** Work to do **
Reproduce the lines of the items word for word, starting at the line containing "of the statue's" and ending at the final line of the items.

** Supplied material **
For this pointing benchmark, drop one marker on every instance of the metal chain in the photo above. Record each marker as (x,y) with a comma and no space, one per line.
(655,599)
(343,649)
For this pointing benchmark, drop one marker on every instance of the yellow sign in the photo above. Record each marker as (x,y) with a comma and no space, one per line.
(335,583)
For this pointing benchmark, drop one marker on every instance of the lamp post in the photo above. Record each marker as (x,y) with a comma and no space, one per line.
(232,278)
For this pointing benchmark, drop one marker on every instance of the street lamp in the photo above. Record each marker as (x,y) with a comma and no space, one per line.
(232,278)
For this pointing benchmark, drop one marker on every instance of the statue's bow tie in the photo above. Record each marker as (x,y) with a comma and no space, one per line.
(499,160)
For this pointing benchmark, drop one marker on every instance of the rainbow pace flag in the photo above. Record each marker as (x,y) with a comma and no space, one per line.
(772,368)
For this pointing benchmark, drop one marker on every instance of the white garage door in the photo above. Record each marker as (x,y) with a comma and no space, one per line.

** Exercise result **
For this pointing benchmark, drop one marker on every instance of the statue's bow tie in the photo above. Record each marker as (x,y) with a comma and no space, one per line.
(499,160)
For this pointing benchmark, drop one marker on every instance of the rainbow pace flag in the photo above. Record each marker as (x,y) with a comma and no space, one per line.
(772,368)
For this pointing benchmark, drop one marker on every instance of the white garage door in the photo above. Record each marker as (x,y) with a comma and no space, one per line.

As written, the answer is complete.